If a line below contains "facade", count it; then state how many such lines there are, and nothing else.

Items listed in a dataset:
+ + + + +
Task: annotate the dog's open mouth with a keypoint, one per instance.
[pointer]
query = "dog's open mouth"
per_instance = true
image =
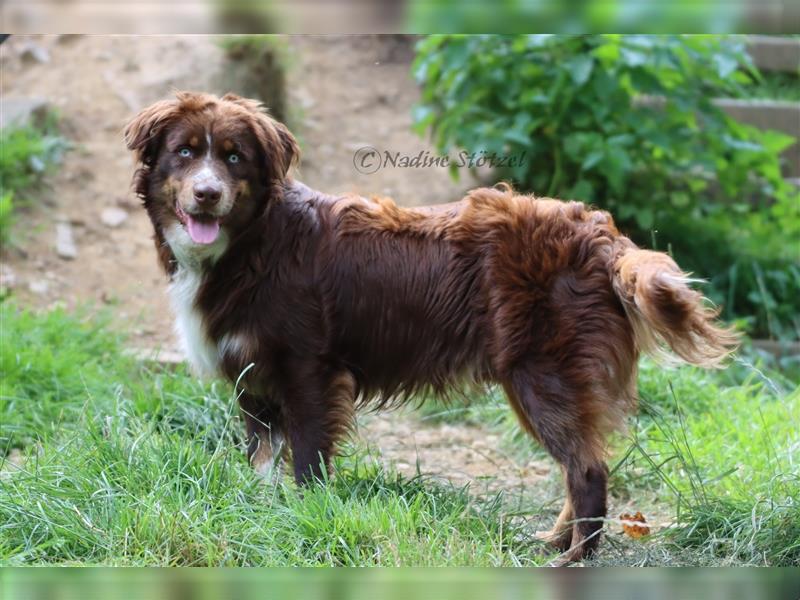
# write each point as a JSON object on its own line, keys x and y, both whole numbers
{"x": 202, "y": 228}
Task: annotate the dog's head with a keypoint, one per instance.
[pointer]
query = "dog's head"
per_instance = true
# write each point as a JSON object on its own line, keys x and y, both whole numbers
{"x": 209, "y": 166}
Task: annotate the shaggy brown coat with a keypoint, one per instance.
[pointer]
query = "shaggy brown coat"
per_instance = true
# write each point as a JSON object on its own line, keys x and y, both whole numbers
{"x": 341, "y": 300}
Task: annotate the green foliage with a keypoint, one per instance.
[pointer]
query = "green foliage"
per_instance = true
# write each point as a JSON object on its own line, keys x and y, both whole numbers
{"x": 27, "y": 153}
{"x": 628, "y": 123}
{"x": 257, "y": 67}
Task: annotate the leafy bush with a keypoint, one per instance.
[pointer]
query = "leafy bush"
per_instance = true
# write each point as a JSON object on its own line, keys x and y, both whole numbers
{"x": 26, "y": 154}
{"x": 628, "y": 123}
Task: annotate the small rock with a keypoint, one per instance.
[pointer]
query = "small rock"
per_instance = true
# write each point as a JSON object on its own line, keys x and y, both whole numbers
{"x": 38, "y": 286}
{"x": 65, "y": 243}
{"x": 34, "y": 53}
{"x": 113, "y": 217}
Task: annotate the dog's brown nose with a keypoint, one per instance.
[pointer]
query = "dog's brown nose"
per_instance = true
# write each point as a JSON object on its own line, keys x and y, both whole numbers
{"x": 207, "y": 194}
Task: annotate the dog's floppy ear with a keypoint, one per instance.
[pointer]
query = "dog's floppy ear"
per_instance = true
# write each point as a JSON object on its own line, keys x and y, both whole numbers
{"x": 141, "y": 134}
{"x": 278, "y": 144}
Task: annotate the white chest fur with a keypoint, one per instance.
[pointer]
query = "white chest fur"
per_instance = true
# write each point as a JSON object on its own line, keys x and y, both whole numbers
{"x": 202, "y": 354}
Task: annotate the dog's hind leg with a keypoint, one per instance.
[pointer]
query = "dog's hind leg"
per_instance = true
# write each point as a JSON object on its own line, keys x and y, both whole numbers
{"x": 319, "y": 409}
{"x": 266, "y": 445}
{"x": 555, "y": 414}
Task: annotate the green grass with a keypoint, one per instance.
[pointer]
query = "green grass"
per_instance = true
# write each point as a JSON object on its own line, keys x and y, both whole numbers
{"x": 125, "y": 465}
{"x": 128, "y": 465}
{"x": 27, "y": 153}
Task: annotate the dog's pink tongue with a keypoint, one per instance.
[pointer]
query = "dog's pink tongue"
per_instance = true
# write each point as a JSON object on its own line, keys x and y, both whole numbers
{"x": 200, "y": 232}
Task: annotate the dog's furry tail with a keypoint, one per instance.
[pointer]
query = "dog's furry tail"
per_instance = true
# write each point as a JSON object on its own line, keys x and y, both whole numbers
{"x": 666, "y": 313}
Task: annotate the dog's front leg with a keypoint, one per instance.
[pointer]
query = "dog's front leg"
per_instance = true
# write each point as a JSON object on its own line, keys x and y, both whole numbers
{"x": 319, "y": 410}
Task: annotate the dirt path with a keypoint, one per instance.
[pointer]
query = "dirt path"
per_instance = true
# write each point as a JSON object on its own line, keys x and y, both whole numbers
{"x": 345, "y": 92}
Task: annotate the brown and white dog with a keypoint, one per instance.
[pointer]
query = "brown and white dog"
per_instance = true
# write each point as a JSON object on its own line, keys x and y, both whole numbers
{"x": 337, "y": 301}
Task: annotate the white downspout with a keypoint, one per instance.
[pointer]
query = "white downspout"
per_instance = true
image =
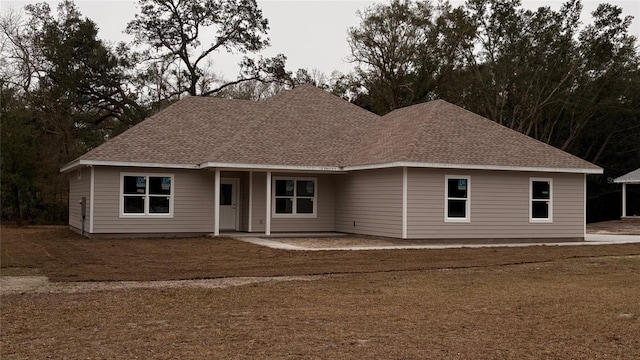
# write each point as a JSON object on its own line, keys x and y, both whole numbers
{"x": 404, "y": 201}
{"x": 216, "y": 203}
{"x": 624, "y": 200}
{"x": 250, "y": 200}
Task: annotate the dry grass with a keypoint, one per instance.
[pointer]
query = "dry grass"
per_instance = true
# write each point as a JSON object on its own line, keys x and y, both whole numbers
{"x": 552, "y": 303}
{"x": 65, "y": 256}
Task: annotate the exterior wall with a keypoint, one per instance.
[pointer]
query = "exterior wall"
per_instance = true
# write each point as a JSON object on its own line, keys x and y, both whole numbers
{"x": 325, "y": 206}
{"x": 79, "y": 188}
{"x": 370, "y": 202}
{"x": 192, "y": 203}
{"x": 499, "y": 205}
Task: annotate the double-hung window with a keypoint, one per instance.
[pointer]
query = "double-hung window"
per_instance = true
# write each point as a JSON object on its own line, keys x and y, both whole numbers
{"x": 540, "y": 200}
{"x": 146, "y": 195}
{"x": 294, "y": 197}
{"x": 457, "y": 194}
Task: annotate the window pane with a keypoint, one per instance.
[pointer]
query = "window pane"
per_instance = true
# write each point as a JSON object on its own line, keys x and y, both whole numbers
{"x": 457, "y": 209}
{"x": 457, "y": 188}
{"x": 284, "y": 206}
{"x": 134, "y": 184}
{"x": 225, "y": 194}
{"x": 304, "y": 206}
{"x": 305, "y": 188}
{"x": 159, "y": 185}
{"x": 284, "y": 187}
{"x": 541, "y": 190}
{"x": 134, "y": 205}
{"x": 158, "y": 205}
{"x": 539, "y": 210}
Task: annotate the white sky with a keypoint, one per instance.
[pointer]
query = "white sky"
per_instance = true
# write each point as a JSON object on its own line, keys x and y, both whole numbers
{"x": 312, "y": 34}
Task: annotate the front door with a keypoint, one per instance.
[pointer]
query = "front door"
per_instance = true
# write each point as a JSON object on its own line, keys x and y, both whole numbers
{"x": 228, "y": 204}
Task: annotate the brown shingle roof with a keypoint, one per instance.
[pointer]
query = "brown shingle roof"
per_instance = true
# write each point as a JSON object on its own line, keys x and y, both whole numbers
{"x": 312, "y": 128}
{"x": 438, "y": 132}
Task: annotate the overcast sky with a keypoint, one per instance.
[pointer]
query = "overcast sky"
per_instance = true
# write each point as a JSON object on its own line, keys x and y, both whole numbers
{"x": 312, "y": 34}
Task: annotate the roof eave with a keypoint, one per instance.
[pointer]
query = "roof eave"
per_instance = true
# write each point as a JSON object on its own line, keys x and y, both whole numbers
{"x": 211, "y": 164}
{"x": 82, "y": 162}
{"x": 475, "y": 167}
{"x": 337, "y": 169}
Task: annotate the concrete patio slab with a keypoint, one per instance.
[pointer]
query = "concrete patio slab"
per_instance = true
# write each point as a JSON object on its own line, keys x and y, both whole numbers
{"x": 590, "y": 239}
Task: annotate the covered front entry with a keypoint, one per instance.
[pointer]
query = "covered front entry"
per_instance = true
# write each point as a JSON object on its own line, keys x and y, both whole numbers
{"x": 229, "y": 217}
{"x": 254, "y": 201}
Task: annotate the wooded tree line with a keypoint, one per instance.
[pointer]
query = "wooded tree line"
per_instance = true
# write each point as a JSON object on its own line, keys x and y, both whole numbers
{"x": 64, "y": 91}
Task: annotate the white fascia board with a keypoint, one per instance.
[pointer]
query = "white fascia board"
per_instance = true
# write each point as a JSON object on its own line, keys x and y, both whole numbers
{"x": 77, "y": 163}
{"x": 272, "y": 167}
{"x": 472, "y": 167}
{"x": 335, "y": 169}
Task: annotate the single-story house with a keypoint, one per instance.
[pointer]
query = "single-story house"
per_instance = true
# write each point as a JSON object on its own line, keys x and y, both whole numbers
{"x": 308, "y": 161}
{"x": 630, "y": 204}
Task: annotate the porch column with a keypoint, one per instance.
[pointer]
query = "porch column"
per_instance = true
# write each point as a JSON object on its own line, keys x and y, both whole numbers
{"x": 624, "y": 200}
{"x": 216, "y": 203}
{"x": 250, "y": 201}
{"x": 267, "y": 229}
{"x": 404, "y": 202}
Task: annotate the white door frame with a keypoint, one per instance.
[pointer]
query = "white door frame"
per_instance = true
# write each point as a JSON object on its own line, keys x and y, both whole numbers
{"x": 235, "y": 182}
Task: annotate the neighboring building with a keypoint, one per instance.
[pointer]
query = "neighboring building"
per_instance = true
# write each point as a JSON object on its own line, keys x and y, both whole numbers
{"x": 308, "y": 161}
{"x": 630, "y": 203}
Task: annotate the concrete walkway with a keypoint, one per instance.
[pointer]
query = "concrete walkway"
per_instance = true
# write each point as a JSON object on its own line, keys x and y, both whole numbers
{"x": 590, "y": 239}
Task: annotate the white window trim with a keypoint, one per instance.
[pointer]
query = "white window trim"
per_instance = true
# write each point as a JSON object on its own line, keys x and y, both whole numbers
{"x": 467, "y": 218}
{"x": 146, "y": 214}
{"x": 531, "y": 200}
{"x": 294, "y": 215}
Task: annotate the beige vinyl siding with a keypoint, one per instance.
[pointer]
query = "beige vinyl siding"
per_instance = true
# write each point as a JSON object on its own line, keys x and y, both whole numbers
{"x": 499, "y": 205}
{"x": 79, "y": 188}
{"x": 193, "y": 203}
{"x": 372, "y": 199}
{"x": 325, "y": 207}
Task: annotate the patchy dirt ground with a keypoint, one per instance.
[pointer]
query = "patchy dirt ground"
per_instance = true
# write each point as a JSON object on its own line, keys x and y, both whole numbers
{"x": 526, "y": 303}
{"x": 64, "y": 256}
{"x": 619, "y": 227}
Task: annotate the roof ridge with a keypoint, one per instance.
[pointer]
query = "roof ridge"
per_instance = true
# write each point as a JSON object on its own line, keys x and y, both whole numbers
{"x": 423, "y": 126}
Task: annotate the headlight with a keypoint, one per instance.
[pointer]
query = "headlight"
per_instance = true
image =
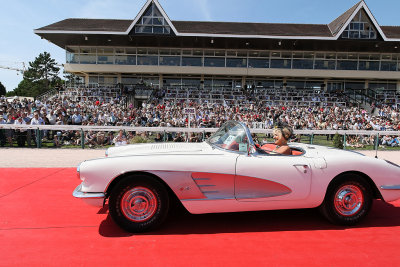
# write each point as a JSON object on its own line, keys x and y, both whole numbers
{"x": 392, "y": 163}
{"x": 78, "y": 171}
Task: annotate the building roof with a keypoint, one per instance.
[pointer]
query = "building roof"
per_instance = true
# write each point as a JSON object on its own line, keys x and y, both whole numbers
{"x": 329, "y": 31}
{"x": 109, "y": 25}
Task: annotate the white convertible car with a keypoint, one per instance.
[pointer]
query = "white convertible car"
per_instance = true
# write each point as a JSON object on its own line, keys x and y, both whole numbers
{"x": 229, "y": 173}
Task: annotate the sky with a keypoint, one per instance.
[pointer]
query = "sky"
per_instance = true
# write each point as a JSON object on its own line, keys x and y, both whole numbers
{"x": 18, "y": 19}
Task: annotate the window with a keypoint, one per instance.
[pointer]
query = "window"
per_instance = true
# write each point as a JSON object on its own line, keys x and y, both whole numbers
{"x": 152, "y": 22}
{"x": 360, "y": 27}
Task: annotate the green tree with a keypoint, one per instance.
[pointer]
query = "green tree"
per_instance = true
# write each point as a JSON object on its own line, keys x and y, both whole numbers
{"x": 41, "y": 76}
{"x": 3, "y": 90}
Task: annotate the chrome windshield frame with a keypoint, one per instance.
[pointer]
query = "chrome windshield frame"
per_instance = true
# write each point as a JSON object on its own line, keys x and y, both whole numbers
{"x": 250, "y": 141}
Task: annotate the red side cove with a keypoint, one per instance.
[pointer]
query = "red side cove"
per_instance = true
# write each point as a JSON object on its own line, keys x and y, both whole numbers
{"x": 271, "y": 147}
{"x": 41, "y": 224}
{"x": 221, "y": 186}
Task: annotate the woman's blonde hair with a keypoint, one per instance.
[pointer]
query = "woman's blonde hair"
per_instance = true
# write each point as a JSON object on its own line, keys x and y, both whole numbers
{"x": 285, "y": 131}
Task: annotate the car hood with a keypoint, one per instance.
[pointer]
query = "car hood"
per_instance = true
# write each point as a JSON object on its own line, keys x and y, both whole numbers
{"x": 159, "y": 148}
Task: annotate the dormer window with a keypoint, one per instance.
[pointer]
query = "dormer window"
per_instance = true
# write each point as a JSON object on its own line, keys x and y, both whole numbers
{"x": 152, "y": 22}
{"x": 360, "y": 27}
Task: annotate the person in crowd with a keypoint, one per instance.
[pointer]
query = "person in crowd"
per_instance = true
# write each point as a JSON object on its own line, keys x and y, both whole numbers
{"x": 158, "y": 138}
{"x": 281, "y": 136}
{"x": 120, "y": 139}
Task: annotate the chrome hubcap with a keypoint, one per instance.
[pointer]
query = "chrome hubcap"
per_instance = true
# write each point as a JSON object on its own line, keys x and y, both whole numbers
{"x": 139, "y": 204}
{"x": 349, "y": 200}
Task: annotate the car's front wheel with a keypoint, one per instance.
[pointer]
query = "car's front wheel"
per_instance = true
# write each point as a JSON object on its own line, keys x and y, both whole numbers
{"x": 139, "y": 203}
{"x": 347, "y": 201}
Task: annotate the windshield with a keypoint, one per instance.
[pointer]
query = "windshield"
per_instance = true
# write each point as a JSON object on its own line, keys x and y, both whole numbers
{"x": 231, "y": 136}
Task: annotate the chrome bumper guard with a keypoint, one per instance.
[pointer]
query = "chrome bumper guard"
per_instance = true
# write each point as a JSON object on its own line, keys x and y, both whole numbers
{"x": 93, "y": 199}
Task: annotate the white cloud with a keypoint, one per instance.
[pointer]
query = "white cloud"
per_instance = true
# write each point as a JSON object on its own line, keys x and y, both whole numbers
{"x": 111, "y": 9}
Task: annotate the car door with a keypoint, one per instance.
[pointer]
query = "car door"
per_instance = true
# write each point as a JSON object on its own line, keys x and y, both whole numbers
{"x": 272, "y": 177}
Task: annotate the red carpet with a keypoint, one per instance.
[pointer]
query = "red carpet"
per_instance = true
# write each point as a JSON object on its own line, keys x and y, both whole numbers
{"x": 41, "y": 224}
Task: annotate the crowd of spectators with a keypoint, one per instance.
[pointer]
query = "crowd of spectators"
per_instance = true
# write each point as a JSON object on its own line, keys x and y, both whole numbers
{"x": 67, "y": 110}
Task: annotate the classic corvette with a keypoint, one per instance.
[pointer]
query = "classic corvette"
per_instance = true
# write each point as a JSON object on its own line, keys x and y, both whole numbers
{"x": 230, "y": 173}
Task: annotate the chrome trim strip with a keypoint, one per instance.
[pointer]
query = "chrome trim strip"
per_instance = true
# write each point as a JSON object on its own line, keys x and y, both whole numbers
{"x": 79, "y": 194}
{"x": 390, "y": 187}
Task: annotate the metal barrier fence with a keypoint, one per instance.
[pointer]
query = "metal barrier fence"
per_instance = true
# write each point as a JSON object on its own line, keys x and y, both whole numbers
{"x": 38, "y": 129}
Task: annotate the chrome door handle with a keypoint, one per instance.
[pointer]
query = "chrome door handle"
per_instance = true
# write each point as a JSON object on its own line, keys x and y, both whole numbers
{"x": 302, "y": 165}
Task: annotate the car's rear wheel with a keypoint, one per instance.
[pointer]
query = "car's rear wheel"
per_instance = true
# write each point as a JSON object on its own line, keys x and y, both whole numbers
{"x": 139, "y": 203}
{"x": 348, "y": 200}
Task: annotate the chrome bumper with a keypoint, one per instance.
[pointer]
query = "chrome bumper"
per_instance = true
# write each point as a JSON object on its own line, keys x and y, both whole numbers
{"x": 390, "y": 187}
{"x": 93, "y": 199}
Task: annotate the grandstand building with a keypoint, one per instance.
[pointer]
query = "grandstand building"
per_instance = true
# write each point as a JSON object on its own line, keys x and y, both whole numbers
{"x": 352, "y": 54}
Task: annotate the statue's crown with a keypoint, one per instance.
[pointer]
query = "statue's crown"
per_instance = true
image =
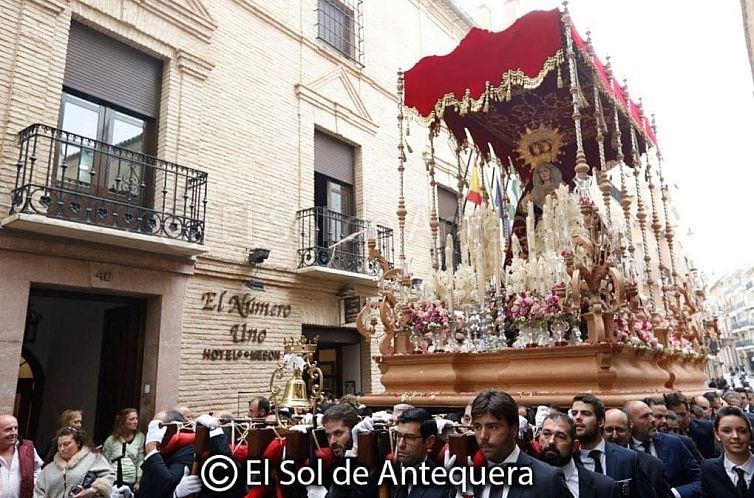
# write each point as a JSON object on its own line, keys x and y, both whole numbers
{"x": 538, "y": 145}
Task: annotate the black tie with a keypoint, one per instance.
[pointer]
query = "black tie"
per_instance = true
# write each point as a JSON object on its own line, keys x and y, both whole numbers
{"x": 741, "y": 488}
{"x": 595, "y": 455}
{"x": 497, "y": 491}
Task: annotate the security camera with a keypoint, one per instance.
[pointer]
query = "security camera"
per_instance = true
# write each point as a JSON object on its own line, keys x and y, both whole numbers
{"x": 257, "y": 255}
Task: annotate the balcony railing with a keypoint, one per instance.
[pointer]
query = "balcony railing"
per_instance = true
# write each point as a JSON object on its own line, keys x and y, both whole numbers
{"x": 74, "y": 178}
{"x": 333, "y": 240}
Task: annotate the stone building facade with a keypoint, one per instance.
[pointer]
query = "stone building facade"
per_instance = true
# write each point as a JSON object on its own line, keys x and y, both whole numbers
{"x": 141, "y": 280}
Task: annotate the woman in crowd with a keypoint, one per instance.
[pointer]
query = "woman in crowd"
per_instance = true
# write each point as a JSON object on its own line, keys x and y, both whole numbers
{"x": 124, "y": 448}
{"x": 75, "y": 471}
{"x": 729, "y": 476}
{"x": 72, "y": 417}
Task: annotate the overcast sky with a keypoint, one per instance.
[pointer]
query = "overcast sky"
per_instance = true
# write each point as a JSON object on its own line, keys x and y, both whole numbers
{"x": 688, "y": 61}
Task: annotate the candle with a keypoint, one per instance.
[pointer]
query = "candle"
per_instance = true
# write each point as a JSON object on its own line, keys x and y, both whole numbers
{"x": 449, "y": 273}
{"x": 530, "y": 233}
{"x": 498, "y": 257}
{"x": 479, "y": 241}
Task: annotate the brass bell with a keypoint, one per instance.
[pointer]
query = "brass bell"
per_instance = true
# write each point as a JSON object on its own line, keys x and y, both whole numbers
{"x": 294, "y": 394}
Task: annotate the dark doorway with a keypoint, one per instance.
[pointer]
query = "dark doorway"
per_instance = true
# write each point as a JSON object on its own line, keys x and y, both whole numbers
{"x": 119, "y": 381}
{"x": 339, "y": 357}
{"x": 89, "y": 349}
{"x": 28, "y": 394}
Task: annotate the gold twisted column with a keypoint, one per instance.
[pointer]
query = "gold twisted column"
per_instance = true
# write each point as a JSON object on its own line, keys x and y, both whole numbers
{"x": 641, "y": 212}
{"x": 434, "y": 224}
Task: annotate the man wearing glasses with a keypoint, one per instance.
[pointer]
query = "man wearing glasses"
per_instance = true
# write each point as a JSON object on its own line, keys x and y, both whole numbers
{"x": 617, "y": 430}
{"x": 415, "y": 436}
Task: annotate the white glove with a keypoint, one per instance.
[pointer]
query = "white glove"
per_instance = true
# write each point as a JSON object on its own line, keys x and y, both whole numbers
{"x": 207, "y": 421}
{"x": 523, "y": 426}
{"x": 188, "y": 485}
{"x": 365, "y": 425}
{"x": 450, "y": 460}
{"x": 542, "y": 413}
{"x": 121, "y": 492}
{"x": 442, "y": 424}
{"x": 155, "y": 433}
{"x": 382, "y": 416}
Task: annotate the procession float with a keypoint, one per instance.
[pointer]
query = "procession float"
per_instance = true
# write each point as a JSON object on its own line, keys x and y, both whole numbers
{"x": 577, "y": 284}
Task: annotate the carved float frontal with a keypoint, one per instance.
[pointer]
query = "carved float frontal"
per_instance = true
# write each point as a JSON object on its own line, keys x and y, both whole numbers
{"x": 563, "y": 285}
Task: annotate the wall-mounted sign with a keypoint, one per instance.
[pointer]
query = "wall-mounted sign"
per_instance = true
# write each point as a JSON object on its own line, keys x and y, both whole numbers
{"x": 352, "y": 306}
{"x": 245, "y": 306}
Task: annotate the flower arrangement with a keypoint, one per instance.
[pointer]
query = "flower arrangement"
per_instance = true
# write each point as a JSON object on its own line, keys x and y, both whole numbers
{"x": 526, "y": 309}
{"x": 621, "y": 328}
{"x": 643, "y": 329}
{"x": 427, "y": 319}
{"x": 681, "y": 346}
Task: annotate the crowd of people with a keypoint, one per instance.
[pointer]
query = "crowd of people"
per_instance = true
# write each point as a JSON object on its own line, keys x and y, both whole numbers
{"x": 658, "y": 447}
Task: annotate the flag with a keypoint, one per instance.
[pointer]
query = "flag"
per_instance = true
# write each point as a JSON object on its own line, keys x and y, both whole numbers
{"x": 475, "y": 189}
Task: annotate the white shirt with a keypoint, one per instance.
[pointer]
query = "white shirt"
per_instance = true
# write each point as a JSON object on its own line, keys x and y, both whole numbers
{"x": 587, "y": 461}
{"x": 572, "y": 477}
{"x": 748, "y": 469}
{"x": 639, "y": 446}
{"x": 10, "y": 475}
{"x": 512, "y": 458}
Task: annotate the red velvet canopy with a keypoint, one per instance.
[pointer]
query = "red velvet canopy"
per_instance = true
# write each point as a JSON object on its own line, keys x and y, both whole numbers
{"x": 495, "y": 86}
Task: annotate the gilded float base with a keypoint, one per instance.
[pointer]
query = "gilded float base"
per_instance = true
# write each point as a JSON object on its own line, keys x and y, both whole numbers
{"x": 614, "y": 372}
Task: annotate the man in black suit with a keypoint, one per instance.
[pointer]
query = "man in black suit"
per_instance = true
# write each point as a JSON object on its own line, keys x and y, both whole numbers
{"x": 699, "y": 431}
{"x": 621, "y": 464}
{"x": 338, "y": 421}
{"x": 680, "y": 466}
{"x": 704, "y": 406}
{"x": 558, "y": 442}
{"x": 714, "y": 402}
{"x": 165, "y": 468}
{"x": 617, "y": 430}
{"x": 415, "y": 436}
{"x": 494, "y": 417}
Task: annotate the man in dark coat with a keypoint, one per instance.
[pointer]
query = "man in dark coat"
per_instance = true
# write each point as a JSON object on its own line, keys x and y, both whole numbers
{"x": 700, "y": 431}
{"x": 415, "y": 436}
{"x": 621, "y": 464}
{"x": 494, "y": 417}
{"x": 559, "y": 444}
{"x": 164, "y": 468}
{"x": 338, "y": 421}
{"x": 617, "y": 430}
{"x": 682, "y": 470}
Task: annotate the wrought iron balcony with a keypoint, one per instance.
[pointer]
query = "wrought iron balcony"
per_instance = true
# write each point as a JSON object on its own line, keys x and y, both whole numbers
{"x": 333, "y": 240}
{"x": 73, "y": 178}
+ + + + +
◆ Result for this task: 2